<<<<
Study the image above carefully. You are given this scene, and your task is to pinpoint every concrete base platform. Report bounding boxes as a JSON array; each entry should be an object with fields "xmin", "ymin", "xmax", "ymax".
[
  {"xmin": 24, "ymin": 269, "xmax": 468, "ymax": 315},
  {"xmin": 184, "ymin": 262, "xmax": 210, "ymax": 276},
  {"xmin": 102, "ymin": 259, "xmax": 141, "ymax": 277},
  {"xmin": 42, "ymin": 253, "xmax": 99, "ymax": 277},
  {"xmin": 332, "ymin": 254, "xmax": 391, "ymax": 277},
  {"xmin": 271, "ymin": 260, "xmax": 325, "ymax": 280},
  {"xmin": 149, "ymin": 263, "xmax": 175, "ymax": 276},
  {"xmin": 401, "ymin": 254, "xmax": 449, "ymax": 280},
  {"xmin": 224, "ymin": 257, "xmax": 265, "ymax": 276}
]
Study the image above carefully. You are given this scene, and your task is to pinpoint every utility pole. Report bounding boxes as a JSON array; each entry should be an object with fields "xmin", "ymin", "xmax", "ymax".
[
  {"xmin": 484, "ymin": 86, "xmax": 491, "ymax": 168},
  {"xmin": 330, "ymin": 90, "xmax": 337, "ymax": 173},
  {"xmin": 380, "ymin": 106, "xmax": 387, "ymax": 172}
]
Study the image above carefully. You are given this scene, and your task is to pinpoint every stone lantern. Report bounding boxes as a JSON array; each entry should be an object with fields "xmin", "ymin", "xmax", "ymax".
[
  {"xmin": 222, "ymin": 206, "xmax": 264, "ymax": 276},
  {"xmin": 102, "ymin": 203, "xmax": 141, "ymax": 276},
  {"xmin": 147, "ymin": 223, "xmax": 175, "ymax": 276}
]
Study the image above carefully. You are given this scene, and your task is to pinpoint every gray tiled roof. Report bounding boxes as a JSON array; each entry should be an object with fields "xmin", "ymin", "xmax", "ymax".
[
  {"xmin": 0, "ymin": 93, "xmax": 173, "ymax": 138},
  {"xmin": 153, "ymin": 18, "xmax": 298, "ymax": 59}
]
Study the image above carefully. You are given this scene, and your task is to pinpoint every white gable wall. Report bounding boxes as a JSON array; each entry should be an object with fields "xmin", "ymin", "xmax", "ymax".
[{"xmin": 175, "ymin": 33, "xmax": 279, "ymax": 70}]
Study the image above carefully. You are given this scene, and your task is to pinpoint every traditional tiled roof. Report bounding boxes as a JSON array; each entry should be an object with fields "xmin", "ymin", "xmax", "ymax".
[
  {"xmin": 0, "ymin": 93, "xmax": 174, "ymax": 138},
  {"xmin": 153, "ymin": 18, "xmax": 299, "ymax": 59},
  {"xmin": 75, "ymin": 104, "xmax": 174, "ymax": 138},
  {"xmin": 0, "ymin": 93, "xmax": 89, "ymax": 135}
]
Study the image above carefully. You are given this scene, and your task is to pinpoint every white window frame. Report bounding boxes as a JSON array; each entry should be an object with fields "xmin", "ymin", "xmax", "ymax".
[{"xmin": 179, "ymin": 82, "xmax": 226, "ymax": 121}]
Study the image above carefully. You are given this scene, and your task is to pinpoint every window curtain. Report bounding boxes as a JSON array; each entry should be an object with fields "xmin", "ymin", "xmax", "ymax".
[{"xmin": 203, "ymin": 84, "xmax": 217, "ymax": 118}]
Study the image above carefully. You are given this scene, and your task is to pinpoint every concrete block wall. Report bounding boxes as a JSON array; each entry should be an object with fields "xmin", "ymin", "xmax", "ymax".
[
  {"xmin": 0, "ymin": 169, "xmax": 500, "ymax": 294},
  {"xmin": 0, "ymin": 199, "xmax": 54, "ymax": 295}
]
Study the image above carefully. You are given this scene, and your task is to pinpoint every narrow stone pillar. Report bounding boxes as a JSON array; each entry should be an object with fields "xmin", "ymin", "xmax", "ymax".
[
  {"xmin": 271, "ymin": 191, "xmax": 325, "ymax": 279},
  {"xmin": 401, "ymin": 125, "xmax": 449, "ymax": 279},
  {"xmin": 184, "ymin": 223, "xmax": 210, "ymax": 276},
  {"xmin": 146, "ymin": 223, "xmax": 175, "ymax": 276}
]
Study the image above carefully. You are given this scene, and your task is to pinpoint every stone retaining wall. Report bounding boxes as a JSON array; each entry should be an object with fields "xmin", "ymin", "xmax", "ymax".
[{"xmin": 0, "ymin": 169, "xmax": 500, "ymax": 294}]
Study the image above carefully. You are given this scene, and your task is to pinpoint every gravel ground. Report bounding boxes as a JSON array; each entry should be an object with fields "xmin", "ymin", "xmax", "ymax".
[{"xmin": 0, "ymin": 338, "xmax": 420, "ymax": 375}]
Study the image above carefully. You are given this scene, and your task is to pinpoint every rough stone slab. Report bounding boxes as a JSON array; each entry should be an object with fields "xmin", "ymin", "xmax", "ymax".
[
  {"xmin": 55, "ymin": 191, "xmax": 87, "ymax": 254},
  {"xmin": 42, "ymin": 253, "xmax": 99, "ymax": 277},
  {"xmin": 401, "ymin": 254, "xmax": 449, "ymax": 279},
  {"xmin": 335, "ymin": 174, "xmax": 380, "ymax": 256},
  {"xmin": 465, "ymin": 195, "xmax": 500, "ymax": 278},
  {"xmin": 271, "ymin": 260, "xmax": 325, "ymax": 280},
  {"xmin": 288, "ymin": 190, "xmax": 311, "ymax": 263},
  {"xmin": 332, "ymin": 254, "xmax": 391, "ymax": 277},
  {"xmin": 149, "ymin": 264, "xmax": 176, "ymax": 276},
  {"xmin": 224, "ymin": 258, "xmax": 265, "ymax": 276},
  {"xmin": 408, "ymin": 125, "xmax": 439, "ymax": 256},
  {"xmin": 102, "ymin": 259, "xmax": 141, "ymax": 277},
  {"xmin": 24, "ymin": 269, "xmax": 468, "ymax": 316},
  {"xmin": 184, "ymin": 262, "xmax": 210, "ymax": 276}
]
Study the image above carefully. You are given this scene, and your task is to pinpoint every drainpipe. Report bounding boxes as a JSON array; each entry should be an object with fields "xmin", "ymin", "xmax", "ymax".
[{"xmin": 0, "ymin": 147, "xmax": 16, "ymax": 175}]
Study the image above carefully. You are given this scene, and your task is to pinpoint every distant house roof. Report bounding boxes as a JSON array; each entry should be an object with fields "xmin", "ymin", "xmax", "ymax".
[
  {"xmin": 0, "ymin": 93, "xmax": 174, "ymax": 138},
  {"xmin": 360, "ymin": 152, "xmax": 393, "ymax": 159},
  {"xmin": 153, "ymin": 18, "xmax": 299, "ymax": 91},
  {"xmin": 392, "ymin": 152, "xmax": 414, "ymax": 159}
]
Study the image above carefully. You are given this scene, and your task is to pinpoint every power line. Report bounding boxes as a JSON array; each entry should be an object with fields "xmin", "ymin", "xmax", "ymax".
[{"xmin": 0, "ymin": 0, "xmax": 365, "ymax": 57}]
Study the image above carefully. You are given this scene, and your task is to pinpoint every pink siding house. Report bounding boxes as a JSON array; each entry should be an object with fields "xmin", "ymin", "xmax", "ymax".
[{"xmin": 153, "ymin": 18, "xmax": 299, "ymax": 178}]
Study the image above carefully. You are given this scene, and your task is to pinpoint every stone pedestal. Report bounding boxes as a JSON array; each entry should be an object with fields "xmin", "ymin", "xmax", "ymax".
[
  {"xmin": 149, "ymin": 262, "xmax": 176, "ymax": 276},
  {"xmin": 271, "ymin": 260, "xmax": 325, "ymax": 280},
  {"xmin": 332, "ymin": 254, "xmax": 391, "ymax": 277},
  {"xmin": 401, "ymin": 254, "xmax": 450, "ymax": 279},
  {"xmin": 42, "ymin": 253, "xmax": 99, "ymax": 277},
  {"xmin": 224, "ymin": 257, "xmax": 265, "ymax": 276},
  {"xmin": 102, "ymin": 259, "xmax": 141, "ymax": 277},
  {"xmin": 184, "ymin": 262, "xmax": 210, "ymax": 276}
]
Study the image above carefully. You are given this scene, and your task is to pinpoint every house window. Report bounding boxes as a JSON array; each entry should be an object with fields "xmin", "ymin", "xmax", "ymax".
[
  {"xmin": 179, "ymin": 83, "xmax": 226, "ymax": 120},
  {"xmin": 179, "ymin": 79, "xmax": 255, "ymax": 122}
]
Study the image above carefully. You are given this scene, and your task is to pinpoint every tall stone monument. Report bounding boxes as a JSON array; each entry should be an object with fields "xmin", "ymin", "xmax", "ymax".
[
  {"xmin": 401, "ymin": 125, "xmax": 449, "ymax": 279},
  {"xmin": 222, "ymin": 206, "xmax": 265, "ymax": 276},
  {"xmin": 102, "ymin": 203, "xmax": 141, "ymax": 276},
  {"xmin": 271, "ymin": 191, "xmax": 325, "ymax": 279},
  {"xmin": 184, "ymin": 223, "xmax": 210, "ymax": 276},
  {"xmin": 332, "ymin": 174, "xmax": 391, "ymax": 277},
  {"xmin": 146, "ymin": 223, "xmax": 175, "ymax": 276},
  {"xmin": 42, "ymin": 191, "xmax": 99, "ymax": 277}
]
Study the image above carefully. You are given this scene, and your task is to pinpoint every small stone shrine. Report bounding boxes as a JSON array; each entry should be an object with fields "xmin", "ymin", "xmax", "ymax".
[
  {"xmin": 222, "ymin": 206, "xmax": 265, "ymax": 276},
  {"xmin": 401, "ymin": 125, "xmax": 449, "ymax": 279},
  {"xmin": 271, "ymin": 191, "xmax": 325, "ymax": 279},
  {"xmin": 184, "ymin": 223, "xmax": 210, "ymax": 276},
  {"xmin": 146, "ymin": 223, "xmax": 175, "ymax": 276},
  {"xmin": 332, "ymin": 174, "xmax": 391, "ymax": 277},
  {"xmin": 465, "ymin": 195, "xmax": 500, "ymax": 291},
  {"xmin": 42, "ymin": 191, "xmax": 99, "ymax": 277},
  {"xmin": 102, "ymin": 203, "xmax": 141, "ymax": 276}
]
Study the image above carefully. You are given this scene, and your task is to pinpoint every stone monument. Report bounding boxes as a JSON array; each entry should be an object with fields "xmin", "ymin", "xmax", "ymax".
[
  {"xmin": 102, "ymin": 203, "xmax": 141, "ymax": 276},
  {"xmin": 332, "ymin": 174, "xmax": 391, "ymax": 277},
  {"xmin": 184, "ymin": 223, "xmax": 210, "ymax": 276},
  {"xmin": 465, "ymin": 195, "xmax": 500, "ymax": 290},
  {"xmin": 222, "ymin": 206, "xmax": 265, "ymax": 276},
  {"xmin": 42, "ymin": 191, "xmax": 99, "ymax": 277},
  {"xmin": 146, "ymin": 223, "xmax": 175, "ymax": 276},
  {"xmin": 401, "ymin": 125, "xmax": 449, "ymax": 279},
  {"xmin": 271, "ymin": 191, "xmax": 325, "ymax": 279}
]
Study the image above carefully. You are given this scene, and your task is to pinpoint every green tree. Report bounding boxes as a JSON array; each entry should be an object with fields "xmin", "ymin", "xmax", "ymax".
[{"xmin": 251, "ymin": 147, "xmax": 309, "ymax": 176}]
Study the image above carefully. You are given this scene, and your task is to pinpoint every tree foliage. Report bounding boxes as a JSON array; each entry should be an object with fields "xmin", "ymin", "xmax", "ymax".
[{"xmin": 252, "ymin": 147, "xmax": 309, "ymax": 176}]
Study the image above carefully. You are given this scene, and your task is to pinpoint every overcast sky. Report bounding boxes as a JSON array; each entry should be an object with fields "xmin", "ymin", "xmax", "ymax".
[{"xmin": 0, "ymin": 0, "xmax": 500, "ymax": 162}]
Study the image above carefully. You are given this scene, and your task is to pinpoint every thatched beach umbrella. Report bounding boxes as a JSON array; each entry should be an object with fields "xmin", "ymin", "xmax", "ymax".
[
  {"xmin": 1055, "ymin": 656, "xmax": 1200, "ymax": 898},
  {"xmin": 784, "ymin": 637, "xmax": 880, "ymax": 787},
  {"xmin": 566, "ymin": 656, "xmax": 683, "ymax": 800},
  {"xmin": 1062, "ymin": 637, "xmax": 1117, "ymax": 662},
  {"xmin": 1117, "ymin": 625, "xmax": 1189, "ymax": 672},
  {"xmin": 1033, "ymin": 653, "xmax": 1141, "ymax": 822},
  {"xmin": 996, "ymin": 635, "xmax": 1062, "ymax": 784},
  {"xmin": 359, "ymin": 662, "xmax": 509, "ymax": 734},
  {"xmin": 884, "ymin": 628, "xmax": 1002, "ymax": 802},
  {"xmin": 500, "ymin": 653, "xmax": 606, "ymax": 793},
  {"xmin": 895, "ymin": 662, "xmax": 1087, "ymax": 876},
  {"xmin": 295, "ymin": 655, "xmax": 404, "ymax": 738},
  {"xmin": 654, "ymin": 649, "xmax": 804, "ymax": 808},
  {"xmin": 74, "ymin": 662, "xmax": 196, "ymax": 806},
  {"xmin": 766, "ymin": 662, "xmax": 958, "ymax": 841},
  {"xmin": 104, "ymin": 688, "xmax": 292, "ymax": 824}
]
>>>>
PROBLEM:
Extract, verbatim, the lines from the one containing "pinpoint every overcast" through the last line of the listing above.

SOLUTION TO THIS TASK:
Study the image above carefully. You are given this scene, and your task is to pinpoint every overcast sky. Report bounding boxes as a JSON array; each entry should be an object with fields "xmin", "ymin", "xmax", "ymax".
[{"xmin": 0, "ymin": 0, "xmax": 500, "ymax": 162}]
Study the image above carefully. You are given this scene, and your task is to pinpoint every thatched beach umbrella. Report bounding boxes as a JSON array; each entry should be an object with fields "xmin", "ymin", "xmax", "ymax".
[
  {"xmin": 1055, "ymin": 656, "xmax": 1200, "ymax": 898},
  {"xmin": 784, "ymin": 637, "xmax": 880, "ymax": 787},
  {"xmin": 566, "ymin": 656, "xmax": 683, "ymax": 800},
  {"xmin": 1062, "ymin": 637, "xmax": 1117, "ymax": 662},
  {"xmin": 1117, "ymin": 625, "xmax": 1189, "ymax": 672},
  {"xmin": 1033, "ymin": 653, "xmax": 1141, "ymax": 822},
  {"xmin": 996, "ymin": 635, "xmax": 1062, "ymax": 784},
  {"xmin": 359, "ymin": 662, "xmax": 509, "ymax": 734},
  {"xmin": 884, "ymin": 628, "xmax": 1002, "ymax": 802},
  {"xmin": 500, "ymin": 653, "xmax": 606, "ymax": 793},
  {"xmin": 895, "ymin": 662, "xmax": 1087, "ymax": 876},
  {"xmin": 295, "ymin": 655, "xmax": 404, "ymax": 738},
  {"xmin": 654, "ymin": 649, "xmax": 804, "ymax": 808},
  {"xmin": 74, "ymin": 662, "xmax": 196, "ymax": 806},
  {"xmin": 766, "ymin": 662, "xmax": 958, "ymax": 841},
  {"xmin": 104, "ymin": 688, "xmax": 292, "ymax": 824}
]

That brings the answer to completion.